### PROMPT
All the data that follows should be repeated exactly, without a single picture.

··· RECORDS SHOWN

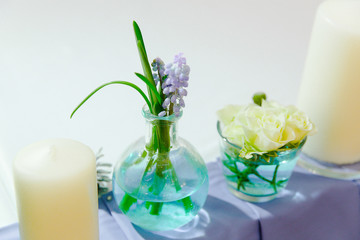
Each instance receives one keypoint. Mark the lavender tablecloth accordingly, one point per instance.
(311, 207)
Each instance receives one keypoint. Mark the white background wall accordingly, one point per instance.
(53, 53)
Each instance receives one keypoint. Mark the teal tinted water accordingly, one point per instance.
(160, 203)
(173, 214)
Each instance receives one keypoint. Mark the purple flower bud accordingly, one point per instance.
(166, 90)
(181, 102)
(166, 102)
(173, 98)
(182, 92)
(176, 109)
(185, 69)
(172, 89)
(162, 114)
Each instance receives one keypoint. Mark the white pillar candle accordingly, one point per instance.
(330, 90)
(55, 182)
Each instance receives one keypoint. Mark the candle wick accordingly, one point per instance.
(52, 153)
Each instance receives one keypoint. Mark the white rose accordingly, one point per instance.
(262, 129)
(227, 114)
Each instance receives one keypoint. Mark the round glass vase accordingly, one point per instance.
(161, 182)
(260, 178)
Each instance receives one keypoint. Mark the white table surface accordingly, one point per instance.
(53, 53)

······

### EXERCISE SOLUTION
Each instance receives one keypoint. Mark the lavender tablecloth accordingly, one point per instance.
(311, 207)
Each instance receives one keypoint. Mark the white background wall accordingly, one point per instance.
(53, 53)
Each instance receives one keypoint. Mark the teal tinted water accordingly, one point per instance.
(160, 203)
(173, 214)
Each instance receives one keypoint. Mark the purple flower bud accordingly, one point per instance.
(166, 90)
(181, 102)
(166, 102)
(173, 98)
(182, 92)
(176, 109)
(185, 69)
(172, 89)
(162, 114)
Each instance receives one keypoint. Mark the white pillar candle accordingly, one point per instance.
(330, 90)
(55, 182)
Each instance receives one keypoint. Mark the candle wick accordingly, one point per instance.
(52, 153)
Each instance receives one keypoint. Mark the white rose accordingly, one point per instance.
(262, 129)
(227, 114)
Each instance receives one keypoint. Mark the round glass vase accordingly, one point per instance.
(161, 182)
(260, 178)
Each instance receives one keypoint. Mark the white table surface accordingly, one point per instance.
(53, 53)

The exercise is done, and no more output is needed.